Das Gehör leistet erstaunliches bei der Erkennung von Sprache und Stimmen. Angesichts der akustischen Struktur von Sprache scheinen die Prinzipien der perzeptuellen Organisation besonders einleuchtend: Vokallaute sind durch charakteristische Komponenten, durch Maxima im Frequenzspektrum gekennzeichnet (sogen. Formanten), die sich stets gleich oder ähnlich verhalten. Sprache hat zudem eine ausgeprägte Zeitstruktur. Die akustischen Auswirkungen von Konsonanten erleichtern eine Gruppierung in Silben- und Wortobjekte.

Die Erforschung der Hörwahrnehmung unter gestaltpsychologischen Gesichtspunkten ist ein relativ junger Ansatz. Die Prinzipien der perzeptuellen Organisation können Hinweise darauf liefern, welche physikalischen Eigenschaften akustischer Reize auch scheinbar einfache Bereiche der Hörwahrnehmung wie Maskierung und Lautstärkewahrnehmung beeinflussen.
· · · ·
> **AUFGABENSTELLUNG**
Nenne alle Adjektive mit der Endung -isch, die im Textauszug vorkommen. Gib jedes in der Grundform und nur einmal an. Für die Bearbeitung spielen die Einträge keine Rolle.

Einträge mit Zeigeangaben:
· · · ·
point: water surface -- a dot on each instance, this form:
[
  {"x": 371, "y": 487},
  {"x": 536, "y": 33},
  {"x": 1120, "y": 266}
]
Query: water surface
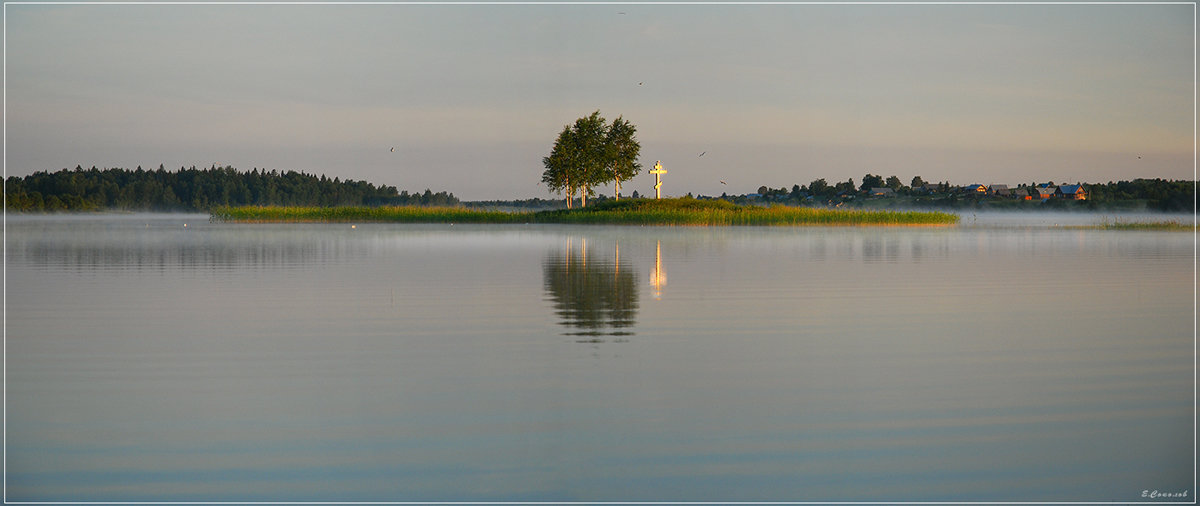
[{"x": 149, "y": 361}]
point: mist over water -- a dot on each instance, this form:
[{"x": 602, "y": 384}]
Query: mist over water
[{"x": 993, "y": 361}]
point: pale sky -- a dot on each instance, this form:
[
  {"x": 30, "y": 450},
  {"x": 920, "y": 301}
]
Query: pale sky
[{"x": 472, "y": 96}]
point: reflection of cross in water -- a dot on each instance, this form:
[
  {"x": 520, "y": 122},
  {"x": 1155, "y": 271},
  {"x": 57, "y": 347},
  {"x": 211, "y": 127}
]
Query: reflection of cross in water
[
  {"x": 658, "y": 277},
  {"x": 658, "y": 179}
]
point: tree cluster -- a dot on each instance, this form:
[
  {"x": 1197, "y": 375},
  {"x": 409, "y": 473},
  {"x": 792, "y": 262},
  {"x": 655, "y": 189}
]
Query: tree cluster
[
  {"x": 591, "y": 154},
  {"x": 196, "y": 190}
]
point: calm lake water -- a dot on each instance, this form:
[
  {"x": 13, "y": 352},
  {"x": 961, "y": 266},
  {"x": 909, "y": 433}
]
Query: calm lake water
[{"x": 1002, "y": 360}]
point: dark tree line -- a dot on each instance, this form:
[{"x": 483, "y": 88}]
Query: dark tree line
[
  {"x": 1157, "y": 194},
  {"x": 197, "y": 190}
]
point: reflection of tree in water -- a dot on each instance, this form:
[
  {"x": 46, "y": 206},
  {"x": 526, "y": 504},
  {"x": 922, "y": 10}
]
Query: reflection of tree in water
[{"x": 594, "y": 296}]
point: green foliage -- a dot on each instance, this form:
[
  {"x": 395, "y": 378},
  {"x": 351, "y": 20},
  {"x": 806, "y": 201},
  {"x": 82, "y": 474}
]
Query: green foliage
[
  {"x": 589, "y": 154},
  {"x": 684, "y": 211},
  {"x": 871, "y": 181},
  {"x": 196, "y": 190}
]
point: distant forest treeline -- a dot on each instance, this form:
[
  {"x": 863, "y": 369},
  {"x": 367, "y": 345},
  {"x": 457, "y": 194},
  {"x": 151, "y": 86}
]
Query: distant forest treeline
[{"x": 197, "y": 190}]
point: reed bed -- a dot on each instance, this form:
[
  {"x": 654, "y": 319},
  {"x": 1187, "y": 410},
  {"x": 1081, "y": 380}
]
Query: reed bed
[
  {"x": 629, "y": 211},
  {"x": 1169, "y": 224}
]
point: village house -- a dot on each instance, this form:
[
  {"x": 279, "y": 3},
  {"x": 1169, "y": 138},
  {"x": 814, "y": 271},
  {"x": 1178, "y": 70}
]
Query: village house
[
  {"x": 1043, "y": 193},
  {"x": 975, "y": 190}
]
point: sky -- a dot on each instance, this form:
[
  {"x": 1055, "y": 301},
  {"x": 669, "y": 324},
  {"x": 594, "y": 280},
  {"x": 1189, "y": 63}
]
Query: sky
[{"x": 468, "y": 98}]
· · · ·
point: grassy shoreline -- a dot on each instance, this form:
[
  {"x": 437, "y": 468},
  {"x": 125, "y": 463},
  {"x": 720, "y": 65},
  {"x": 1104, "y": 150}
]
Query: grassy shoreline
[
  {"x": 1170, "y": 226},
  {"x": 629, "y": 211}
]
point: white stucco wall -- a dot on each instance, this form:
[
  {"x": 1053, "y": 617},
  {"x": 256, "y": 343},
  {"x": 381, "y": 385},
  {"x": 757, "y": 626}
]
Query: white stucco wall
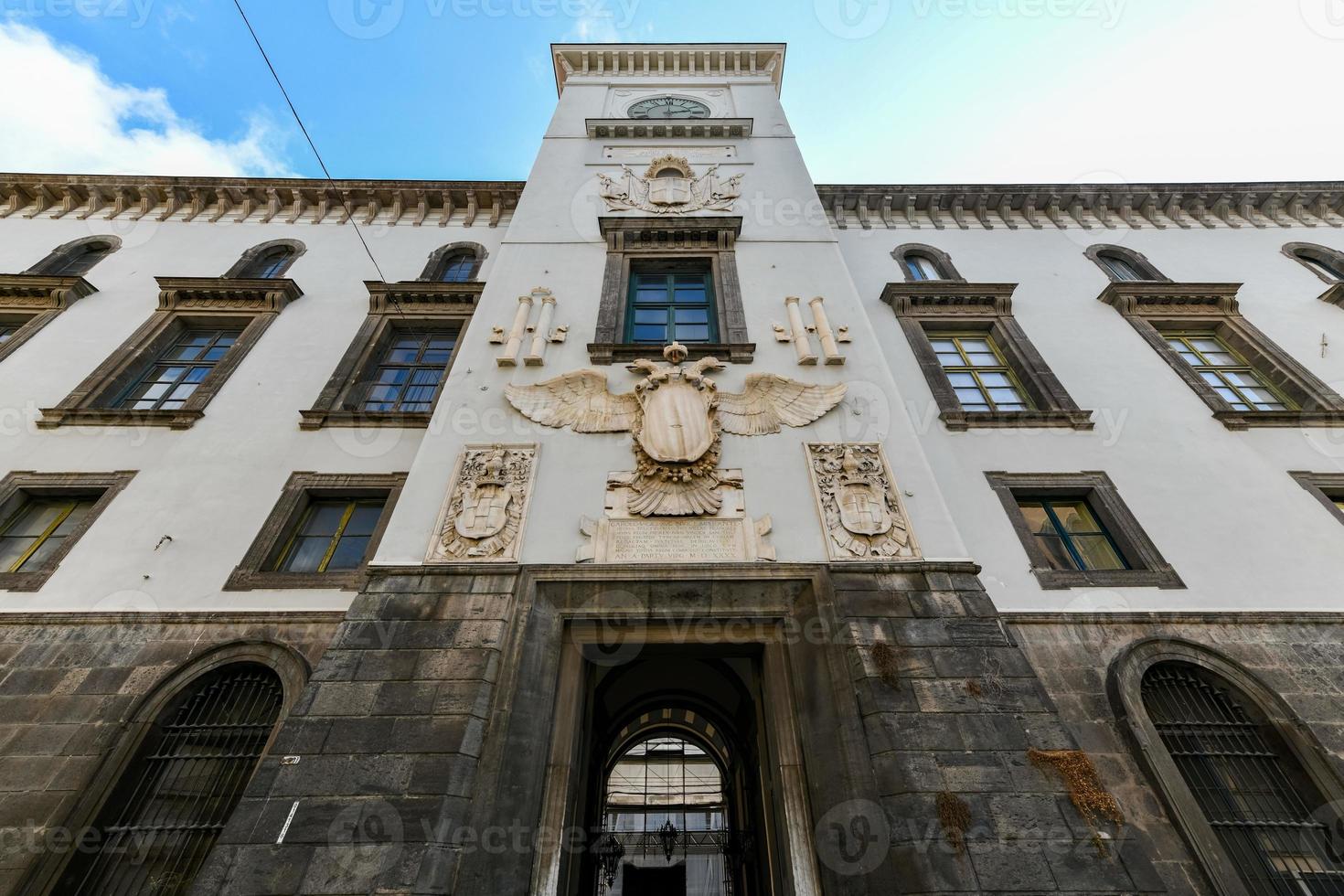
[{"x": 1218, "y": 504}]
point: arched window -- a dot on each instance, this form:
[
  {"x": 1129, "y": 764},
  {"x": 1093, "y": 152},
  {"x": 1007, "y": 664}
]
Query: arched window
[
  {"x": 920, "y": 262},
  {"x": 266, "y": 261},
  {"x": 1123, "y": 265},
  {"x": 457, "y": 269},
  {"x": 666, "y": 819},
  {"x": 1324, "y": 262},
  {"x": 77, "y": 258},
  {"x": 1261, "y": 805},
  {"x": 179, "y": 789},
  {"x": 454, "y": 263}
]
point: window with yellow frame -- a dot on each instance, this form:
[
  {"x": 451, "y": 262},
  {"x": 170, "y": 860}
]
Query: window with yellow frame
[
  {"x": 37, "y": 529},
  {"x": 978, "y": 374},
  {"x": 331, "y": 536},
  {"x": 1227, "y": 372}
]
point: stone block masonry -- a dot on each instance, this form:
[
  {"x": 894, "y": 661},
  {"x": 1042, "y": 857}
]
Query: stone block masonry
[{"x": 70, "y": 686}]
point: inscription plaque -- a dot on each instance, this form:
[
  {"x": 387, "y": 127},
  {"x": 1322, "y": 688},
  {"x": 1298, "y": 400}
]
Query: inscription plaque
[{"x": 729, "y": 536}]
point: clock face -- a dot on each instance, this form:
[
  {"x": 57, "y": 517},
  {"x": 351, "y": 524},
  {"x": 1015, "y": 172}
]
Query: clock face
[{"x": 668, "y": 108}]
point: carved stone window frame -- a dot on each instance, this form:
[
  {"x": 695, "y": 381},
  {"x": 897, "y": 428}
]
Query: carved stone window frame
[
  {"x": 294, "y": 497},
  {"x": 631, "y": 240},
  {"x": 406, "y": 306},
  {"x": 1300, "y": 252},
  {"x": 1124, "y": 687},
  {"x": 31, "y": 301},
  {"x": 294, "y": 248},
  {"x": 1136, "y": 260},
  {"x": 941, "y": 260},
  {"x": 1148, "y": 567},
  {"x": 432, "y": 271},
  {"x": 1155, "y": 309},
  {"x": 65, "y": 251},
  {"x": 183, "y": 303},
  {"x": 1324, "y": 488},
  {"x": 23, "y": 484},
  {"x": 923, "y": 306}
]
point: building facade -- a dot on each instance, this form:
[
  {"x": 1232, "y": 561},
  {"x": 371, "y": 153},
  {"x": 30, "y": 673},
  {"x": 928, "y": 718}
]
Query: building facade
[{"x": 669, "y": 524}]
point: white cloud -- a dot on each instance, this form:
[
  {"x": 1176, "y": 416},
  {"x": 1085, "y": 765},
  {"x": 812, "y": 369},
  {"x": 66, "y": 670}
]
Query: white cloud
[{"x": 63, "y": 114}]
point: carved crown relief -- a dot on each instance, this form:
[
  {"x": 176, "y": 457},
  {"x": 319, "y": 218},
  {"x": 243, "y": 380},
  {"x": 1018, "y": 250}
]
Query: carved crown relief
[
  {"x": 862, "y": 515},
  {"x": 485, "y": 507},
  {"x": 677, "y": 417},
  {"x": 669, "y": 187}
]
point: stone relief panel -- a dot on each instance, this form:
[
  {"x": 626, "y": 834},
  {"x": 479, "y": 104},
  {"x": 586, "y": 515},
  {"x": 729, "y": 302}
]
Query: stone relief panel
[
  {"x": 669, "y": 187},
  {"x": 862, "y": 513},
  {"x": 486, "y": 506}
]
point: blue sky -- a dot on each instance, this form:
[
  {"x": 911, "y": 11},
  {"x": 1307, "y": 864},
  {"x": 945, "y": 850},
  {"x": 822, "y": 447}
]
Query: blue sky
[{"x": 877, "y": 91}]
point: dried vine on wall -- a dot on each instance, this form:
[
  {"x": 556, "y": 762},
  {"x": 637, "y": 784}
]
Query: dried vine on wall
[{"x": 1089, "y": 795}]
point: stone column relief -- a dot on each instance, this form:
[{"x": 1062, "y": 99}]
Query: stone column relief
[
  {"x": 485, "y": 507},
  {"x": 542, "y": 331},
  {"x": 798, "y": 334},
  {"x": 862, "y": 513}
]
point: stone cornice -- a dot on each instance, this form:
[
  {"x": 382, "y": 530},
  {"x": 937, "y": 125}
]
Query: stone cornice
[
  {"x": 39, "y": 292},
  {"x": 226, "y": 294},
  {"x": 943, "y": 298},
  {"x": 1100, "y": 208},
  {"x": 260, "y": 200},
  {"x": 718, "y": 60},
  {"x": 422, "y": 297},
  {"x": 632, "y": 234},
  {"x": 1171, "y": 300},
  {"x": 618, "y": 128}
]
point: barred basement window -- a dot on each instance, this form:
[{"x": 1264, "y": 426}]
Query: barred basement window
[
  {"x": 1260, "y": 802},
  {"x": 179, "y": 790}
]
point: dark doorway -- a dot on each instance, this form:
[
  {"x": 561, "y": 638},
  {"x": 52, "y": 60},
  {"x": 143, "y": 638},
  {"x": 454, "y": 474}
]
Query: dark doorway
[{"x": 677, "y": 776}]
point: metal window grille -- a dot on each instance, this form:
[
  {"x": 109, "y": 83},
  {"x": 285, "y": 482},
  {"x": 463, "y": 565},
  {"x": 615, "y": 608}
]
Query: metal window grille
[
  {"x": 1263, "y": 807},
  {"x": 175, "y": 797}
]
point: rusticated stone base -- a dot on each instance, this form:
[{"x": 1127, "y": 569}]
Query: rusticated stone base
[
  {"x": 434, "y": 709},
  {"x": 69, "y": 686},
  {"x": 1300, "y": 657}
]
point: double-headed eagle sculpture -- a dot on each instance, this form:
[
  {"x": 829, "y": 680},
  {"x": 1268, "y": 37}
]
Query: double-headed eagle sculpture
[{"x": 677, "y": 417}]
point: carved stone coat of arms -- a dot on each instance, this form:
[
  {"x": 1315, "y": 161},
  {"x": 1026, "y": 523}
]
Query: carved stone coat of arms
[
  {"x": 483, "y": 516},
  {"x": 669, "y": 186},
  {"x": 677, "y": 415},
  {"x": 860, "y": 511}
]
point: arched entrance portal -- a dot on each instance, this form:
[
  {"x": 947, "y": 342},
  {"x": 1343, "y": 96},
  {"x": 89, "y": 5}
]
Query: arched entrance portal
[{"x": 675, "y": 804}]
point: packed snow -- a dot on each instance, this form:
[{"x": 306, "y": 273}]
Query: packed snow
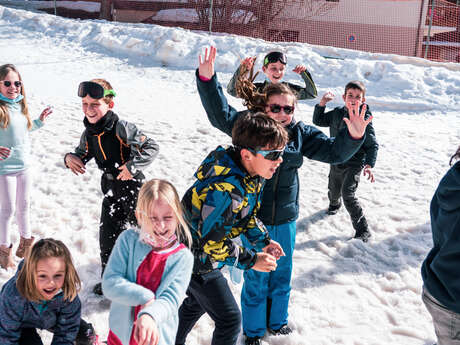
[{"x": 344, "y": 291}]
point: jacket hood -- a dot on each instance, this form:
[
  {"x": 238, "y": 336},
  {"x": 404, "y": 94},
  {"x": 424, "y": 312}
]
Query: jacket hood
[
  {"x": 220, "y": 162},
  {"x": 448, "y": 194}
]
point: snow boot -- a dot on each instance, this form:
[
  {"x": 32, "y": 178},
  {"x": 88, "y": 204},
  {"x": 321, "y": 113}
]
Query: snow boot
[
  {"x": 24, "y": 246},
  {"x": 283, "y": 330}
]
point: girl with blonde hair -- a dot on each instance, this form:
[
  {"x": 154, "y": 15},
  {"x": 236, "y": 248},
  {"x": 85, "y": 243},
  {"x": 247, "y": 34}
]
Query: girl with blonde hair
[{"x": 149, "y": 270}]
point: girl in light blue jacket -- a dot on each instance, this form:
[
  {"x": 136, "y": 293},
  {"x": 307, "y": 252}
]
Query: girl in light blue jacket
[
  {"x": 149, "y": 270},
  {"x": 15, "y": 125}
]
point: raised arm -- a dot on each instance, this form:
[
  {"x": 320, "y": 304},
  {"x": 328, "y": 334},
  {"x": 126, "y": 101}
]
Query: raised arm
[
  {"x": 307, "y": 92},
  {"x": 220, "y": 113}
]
· · · ·
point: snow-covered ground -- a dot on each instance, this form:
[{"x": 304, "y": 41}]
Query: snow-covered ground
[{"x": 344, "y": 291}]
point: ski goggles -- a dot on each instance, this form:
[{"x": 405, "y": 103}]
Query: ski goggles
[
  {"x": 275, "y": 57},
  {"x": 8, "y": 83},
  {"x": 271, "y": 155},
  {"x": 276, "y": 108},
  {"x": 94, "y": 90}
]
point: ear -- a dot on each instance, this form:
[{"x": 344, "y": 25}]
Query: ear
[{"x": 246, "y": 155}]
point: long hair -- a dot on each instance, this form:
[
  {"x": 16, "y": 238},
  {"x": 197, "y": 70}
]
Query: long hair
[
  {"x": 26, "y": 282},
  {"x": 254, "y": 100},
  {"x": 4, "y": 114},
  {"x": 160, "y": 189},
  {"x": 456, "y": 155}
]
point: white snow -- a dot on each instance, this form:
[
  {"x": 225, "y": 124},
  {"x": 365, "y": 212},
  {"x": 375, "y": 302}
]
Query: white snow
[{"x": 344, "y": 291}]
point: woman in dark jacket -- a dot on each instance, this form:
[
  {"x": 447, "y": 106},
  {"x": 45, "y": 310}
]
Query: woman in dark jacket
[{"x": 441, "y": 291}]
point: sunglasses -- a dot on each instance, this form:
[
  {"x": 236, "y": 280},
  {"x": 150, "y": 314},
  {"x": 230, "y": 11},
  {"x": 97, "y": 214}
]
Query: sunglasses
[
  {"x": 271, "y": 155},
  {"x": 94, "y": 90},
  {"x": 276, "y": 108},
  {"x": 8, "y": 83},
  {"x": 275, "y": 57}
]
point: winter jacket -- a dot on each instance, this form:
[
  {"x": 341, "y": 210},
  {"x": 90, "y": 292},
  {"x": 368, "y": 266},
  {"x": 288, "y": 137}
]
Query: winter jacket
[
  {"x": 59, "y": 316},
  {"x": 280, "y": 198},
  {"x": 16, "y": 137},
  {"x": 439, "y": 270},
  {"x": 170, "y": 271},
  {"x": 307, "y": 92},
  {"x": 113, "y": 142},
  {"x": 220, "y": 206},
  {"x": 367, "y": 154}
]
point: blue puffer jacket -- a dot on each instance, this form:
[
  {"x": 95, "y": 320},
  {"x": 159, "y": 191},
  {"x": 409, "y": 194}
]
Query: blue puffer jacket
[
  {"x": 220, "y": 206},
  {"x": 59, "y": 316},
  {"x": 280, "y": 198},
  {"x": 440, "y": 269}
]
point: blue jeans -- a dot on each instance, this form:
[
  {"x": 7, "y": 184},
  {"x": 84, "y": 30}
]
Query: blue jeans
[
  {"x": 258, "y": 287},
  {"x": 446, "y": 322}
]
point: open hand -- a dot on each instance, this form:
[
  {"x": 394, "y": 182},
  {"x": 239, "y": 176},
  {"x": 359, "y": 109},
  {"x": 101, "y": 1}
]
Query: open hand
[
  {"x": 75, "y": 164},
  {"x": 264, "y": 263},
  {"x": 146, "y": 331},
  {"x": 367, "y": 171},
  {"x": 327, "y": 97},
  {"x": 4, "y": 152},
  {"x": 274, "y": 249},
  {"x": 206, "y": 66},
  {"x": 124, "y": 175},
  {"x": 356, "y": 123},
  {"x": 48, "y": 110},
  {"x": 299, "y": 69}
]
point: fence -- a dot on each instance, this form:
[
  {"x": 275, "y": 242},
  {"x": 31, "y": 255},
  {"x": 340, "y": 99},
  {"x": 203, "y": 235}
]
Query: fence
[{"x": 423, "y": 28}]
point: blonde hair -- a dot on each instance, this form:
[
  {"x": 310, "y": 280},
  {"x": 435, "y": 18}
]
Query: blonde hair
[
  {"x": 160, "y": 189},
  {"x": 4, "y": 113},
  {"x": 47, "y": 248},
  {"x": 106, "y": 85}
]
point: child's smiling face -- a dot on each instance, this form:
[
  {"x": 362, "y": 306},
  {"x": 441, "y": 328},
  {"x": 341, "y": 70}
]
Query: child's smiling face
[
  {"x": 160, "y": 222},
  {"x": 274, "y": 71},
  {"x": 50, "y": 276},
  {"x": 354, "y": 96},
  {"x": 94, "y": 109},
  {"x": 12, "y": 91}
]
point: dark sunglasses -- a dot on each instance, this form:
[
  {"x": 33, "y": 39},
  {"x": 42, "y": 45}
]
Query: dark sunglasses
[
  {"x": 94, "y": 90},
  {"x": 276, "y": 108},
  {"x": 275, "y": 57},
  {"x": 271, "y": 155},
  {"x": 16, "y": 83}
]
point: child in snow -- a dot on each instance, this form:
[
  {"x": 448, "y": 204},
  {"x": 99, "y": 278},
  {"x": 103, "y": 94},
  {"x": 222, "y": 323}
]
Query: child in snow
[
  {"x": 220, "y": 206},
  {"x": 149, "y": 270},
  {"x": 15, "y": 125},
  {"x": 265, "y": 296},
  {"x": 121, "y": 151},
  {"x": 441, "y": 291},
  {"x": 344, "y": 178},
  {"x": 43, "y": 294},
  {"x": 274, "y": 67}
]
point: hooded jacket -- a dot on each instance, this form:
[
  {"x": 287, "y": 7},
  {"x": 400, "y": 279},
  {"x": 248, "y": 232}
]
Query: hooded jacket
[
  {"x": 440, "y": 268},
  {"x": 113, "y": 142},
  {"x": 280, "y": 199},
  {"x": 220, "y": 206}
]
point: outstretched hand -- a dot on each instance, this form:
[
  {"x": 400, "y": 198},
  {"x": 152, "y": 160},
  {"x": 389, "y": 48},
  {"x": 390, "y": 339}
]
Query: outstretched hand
· · · ·
> **LÖSUNG**
akustisch, charakteristisch, gestaltpsychologisch, physikalisch